▶ _To be done_
Render the entries as a Markdown table with columns Row and Line, numbering each nonblank line in order and omitting blank lines.

▶ _Material shown_
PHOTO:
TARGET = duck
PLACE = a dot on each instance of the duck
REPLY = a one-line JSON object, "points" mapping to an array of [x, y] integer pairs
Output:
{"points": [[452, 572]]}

▶ _Answer in full_
| Row | Line |
|---|---|
| 1 | PHOTO: |
| 2 | TARGET = duck |
| 3 | PLACE = a dot on each instance of the duck |
| 4 | REPLY = a one-line JSON object, "points" mapping to an array of [x, y] integer pairs |
| 5 | Output: |
| 6 | {"points": [[452, 572]]} |